SET TASK -
Copy the data word for word, beginning at the line that contains "Guideline: for each instance of the open" and continuing through the line that contains "column 302, row 338", with both of those lines included.

(Object point labels)
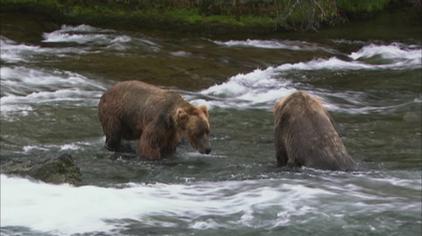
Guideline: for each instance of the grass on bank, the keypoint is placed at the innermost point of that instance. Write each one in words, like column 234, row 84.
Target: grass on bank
column 203, row 15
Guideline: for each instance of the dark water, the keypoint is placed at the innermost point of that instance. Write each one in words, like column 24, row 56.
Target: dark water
column 52, row 77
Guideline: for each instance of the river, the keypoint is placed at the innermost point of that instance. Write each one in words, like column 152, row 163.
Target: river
column 52, row 77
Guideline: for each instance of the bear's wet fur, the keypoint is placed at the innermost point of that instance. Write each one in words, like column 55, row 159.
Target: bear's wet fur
column 159, row 118
column 305, row 135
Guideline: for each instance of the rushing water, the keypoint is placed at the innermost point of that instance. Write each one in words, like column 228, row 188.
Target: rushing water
column 53, row 76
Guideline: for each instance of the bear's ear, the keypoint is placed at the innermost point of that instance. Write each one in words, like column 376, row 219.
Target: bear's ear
column 181, row 116
column 204, row 109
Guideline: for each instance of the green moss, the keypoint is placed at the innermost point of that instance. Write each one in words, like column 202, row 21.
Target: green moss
column 362, row 6
column 248, row 16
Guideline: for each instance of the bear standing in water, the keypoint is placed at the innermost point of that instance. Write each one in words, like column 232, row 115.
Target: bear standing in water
column 158, row 118
column 305, row 135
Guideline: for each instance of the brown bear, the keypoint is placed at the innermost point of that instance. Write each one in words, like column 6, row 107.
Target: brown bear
column 304, row 135
column 159, row 118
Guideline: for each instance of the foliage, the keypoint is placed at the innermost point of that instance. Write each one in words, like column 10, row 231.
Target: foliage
column 234, row 15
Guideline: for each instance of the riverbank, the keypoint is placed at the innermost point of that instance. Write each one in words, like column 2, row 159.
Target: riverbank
column 214, row 17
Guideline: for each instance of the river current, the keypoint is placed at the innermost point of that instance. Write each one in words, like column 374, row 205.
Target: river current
column 53, row 76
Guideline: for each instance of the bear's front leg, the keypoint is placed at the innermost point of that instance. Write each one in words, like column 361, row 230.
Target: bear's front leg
column 148, row 148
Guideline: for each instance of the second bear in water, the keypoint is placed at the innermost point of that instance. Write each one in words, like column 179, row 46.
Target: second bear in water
column 305, row 135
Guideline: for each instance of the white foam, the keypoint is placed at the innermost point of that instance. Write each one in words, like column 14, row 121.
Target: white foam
column 392, row 51
column 244, row 90
column 51, row 208
column 23, row 87
column 262, row 87
column 13, row 52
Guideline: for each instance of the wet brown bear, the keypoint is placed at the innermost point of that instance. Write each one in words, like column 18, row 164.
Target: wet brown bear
column 158, row 118
column 305, row 135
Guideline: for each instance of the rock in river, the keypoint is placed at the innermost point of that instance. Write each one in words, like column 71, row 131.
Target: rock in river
column 51, row 170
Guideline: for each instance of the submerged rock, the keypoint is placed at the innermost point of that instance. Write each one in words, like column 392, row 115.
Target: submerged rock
column 51, row 170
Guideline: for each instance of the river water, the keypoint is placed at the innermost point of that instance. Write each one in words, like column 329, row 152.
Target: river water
column 52, row 77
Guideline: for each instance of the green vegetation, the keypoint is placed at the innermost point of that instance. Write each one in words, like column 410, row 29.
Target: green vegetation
column 203, row 15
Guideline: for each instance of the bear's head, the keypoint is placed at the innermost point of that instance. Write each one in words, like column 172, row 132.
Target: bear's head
column 195, row 127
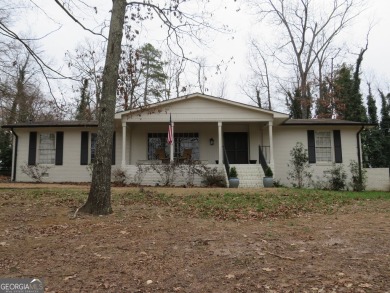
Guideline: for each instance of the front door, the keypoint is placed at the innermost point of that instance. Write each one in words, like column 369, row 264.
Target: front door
column 236, row 146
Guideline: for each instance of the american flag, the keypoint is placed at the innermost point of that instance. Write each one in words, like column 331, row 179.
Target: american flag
column 170, row 131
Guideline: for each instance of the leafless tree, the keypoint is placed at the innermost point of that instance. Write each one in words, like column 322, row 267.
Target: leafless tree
column 309, row 27
column 259, row 82
column 86, row 63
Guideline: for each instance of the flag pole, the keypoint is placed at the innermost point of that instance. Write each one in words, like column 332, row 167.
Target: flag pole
column 171, row 140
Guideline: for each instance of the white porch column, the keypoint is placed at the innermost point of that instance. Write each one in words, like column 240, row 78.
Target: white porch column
column 123, row 144
column 271, row 144
column 220, row 150
column 172, row 149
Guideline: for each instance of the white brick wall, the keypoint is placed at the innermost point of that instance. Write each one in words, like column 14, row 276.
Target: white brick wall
column 378, row 179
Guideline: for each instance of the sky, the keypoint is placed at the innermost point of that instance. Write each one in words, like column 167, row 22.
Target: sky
column 232, row 48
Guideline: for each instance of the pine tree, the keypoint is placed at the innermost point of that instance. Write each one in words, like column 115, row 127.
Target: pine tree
column 324, row 104
column 371, row 107
column 385, row 127
column 83, row 111
column 152, row 70
column 347, row 97
column 372, row 139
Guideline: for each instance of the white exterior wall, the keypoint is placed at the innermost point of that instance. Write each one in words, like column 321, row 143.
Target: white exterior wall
column 286, row 137
column 378, row 179
column 70, row 171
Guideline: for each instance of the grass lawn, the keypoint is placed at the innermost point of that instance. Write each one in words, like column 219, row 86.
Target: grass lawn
column 197, row 239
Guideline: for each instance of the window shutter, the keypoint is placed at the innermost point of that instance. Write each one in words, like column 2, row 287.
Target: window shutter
column 84, row 148
column 312, row 146
column 32, row 149
column 338, row 156
column 59, row 147
column 113, row 149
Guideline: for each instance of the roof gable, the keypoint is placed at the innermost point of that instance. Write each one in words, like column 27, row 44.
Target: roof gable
column 199, row 107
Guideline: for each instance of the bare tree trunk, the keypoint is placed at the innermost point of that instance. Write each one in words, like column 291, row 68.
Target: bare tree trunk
column 99, row 198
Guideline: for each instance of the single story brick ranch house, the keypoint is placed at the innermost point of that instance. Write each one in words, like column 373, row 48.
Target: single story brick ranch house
column 205, row 129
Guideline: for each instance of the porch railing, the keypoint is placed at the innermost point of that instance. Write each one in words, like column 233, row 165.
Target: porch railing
column 264, row 156
column 226, row 161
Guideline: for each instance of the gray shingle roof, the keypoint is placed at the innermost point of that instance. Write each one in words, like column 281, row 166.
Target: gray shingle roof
column 59, row 123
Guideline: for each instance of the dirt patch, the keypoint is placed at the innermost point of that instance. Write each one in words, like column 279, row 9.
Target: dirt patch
column 145, row 248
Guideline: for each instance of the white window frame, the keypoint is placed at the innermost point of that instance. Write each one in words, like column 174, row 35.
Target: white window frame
column 47, row 148
column 318, row 148
column 92, row 148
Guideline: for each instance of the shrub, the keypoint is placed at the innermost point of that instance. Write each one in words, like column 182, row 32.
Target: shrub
column 35, row 172
column 233, row 172
column 212, row 177
column 141, row 172
column 358, row 177
column 119, row 176
column 268, row 172
column 336, row 177
column 167, row 172
column 300, row 167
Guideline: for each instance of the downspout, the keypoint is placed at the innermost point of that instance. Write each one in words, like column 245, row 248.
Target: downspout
column 359, row 153
column 15, row 155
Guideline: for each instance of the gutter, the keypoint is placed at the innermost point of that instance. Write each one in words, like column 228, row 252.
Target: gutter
column 13, row 178
column 359, row 153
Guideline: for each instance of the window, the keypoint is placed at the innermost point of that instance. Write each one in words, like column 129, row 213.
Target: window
column 181, row 141
column 93, row 146
column 47, row 148
column 323, row 146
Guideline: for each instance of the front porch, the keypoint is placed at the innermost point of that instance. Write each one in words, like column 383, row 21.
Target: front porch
column 209, row 143
column 156, row 173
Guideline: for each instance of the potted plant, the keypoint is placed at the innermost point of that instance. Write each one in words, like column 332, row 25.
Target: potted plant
column 233, row 178
column 268, row 180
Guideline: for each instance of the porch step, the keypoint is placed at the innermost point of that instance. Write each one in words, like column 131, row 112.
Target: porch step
column 152, row 178
column 250, row 175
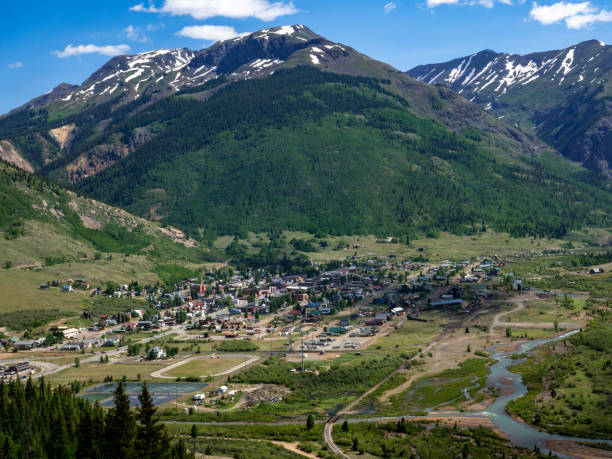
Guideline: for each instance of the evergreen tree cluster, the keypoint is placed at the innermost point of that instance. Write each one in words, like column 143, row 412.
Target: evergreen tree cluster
column 37, row 421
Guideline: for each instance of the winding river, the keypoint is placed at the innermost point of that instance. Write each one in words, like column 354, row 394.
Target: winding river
column 516, row 431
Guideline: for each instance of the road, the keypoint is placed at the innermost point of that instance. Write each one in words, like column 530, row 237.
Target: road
column 49, row 368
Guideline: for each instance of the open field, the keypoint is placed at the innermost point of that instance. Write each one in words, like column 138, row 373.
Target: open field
column 446, row 246
column 20, row 290
column 203, row 367
column 409, row 337
column 545, row 311
column 98, row 371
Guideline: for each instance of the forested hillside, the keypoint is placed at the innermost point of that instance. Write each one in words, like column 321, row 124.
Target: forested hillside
column 340, row 154
column 42, row 222
column 37, row 421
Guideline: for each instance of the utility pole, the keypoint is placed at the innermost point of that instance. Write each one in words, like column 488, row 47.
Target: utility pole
column 302, row 338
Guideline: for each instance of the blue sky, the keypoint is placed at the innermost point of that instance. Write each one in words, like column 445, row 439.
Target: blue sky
column 35, row 54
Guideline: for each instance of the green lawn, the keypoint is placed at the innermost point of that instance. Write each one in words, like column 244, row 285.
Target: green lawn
column 203, row 367
column 410, row 336
column 98, row 371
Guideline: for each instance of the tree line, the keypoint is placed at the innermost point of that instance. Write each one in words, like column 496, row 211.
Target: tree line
column 37, row 421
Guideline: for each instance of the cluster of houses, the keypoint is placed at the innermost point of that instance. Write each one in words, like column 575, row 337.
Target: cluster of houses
column 15, row 371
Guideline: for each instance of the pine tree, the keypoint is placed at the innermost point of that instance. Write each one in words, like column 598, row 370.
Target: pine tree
column 152, row 438
column 120, row 426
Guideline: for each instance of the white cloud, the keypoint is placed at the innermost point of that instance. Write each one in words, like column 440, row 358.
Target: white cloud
column 78, row 50
column 204, row 9
column 134, row 34
column 485, row 3
column 575, row 15
column 586, row 20
column 208, row 32
column 390, row 7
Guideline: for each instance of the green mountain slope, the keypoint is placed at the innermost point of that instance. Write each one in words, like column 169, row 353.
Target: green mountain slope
column 304, row 149
column 43, row 223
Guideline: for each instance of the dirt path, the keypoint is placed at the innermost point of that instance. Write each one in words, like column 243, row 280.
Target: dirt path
column 289, row 446
column 576, row 450
column 496, row 322
column 293, row 447
column 520, row 301
column 329, row 425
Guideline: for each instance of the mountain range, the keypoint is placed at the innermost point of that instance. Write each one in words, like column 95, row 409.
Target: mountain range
column 563, row 96
column 284, row 129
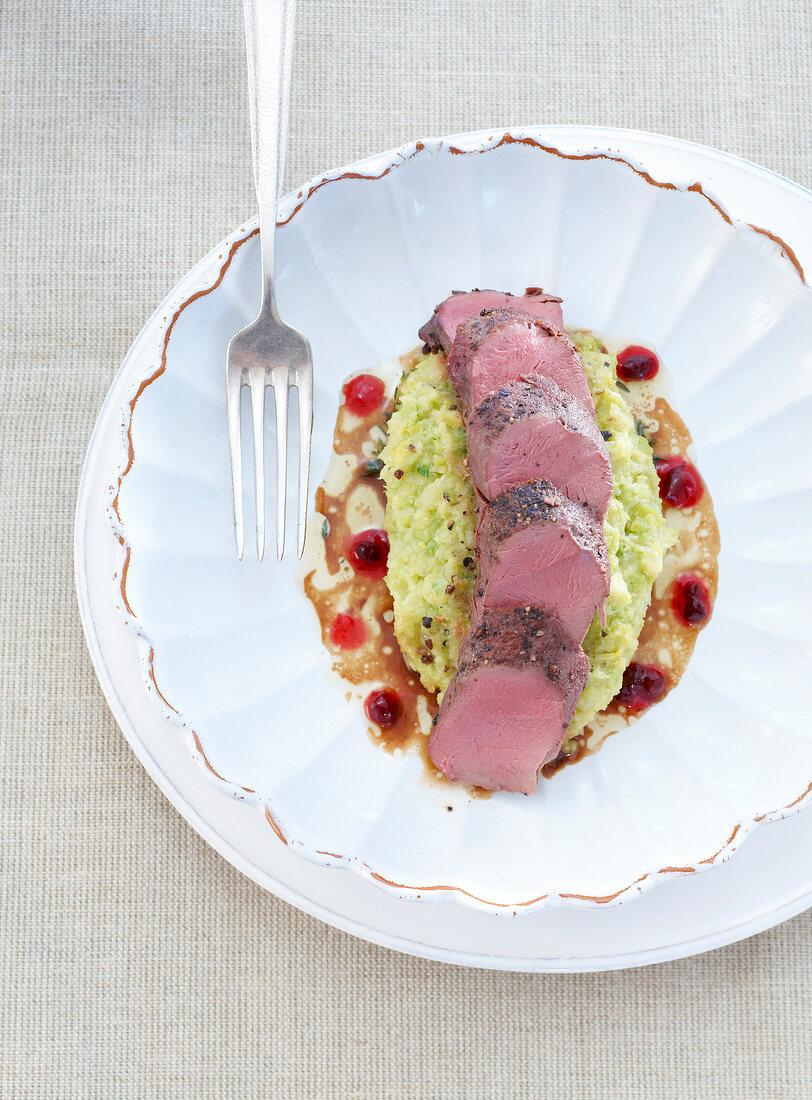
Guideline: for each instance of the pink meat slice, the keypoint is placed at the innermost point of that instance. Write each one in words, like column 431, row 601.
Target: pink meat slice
column 438, row 332
column 505, row 344
column 530, row 429
column 507, row 707
column 538, row 548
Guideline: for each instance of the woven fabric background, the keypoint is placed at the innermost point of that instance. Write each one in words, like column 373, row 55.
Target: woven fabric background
column 134, row 961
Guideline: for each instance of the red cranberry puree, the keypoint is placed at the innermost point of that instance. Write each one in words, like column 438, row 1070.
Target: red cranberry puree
column 383, row 707
column 347, row 631
column 636, row 364
column 363, row 395
column 369, row 552
column 643, row 684
column 680, row 484
column 690, row 600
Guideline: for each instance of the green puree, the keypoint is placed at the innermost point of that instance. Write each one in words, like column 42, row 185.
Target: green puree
column 430, row 519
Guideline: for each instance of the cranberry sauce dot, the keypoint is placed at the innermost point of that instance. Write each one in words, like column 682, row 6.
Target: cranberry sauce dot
column 369, row 552
column 643, row 684
column 690, row 600
column 363, row 394
column 636, row 364
column 383, row 707
column 347, row 631
column 680, row 484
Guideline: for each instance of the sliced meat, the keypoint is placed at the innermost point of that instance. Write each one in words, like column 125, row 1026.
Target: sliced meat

FULL RESPONSE -
Guideline: for each instance of the open field, the keypoint is placed at the innermost point of that instance. Write each one in words, like column 138, row 373.
Target: open field
column 446, row 246
column 20, row 290
column 203, row 367
column 409, row 337
column 545, row 311
column 98, row 371
Guideline: for each instance of the forested hillside, the keypoint is placed at the innermost point of that instance. Write each one in words, like column 321, row 124.
Target: forested hillside
column 340, row 154
column 42, row 222
column 37, row 421
Guideline: for each instance of the utility pole, the keypoint is placed at the innermost point of that instance. Write each one in words, like column 488, row 47.
Target: utility pole
column 302, row 338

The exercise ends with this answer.